■ **TEKSTFRAGMENT**

2.1 Beregening
Water voor beregening komen uit verschillende bronnen. Over het algemeen wordt water gebruikt uit sloten, kanalen, meren of rivieren (oppervlaktewater), grond- en leidingwater. De microbiologische kwaliteit verschilt per bron, maar is voor dezelfde bron niet altijd constant. De grootste kans op besmetting bestaat bij oppervlaktewater, gevolgd door bassinwater en het laagst bij grond (bron) en leidingwater. Microbiële besmetting van water is mogelijk wanneer het in contact komt met mest, rioolwater en/ of uitwerpselen van (wilde) dieren.
2.2 Oppervlaktewater
Oppervlaktewater (openwater lichamen) staat in voortdurende verbinding met de omgeving waardoor de kans op besmetting met ziekteverwekkers het grootst is. Water wordt afgevoerd en besmettingsbronnen stroomopwaarts hebben een effect op de waterkwaliteit bij het afname punt. Stroming hoeft niet altijd in dezelfde richting te zijn, bijvoorbeeld bij droogte kan het anders zijn dan bij regen. Rioolwaterzuiveringsinstallaties lozen op oppervlaktewater, maar ook vee, mestopslag bij openwater lichamen of het uitrijden van mest kan besmetting van oppervlaktewater tot gevolg hebben. Ook wilde dieren (o.a. water- en trekvogels) die bivakkeren in oppervlaktewater kunnen verantwoordelijk zijn voor microbiële besmettingen. Gedurende seizoenen zal de besmettingsgraad variëren afhankelijk van de weersomstandigheden en activiteiten die er rondom de openwater lichamen plaatsvinden. Temperatuur heeft invloed op de besmettingsgraad, maar ook andere weersfactoren zoals hevige regenval waarbij er riool overstort kan plaatsvinden. Houd er dus rekening mee dat de besmettingsgraad van oppervlaktewater nooit constant zal zijn en dat een éénmalige monstername, op een vast tijdstip in het jaar, nooit representatief hoeft te zijn voor de besmettingsgraad. Houd bij gebruik van oppervlaktewater de omgevingsfactoren in de gaten zoals benoemd in de richtlijnen van GLOBAL GAP versie 6.
2.3 Bassinwater
In bassinwater wordt water (bijvoorbeeld regenwater) opgevangen. Ook hier zullen omgevingsfactoren een rol spelen bij microbiële verontreinigingen, zoals aanwezigheid van water- en trekvogels. Om deze reden is het afdekken van bassins belangrijk. Daarnaast speelt de wijze van opvangen van water een belangrijke rol bij de besmettingsgraad. Bijvoorbeeld, regenwater dat via daken wordt opgevangen kan in contact komen met vogeluitwerpselen dat tot microbiële verontreiniging leidt. Houd bij gebruik van bassinwater de omgevingsfactoren in de gaten en ook de wijze van water opvang.

■ **AANGELEVERDE GEGEVENS**
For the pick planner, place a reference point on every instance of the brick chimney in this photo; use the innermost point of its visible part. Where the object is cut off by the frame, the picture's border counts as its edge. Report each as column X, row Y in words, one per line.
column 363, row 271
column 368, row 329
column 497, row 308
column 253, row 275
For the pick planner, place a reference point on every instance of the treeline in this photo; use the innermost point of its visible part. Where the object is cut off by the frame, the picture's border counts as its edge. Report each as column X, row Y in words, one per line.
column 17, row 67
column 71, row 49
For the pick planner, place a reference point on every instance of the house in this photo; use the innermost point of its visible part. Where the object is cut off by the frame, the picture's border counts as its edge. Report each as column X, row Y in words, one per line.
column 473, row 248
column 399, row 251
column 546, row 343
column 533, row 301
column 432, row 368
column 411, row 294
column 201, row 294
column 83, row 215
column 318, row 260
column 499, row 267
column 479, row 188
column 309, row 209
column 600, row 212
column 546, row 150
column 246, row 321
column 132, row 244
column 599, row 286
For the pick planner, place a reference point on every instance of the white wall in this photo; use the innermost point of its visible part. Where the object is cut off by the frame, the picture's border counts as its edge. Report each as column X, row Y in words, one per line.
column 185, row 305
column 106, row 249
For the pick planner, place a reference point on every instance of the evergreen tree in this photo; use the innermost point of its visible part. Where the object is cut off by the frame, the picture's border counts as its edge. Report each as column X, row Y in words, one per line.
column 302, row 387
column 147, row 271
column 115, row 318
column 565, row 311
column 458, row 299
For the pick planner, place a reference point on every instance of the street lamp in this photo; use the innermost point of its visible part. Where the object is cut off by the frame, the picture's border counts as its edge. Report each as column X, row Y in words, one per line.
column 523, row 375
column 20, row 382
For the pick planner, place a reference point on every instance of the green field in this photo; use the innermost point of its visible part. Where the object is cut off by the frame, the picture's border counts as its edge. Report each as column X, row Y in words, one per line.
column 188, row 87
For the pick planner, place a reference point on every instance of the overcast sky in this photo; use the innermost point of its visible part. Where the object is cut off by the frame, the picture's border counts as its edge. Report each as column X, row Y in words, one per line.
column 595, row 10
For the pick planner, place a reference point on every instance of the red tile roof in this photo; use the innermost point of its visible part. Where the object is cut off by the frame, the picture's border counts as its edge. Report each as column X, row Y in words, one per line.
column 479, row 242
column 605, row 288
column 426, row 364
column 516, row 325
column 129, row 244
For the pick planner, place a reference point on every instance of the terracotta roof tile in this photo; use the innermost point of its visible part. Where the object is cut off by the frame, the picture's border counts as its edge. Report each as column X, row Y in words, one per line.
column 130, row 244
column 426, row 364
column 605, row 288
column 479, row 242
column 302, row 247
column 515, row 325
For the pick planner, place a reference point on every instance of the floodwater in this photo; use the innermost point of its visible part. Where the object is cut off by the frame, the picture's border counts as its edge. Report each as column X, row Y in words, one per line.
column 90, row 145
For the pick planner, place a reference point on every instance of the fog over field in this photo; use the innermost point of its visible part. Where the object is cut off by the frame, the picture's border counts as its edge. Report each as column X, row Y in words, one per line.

■ **OPDRACHT 1**
Welke waterbron heeft volgens de tekst over beregeningswater de grootste kans op besmetting?
■ **OPDRACHT 2**
Schrijf de tekst over beregeningswater verder, te beginnen na de laatste zin van het fragment.
De items komen uit een andere bron dan het tekstfragment.

■ **VERWACHT ANTWOORD 1**
Oppervlaktewater heeft de grootste kans op besmetting.

■ **VERWACHT ANTWOORD 2**
2.4 Grond (bron) en leidingwater
Grond (bron) en leidingwater zullen in principe vrij zijn van ziekteverwekkers. Maar, in de richtlijnen van GLOBAL GAP versie 6 staat omschreven dat monsternames niet plaats moeten vinden bij de oorsprong, maar bij de afnamepunten die het dichtstbij zijn bij de toepassing. Water wordt soms over groter afstanden getransporteerd via slangen, buizen of kanalen en die kunnen ook besmet raken. Als voorbeeld; 100 m buis met de doorsnede van 75 mm kan maximaal 44 liter water bevatten en dit water komt er als eerste op het gewas als de leiding niet vooraf is geleegd. Besmettingen in buizen en slangen kunnen optreden door ophoping van bacteriën, inclusief ziekteverwekkers, en kunnen permanent aanwezig blijven wanneer ze biofilms [kader 8, Biofilm] vormen.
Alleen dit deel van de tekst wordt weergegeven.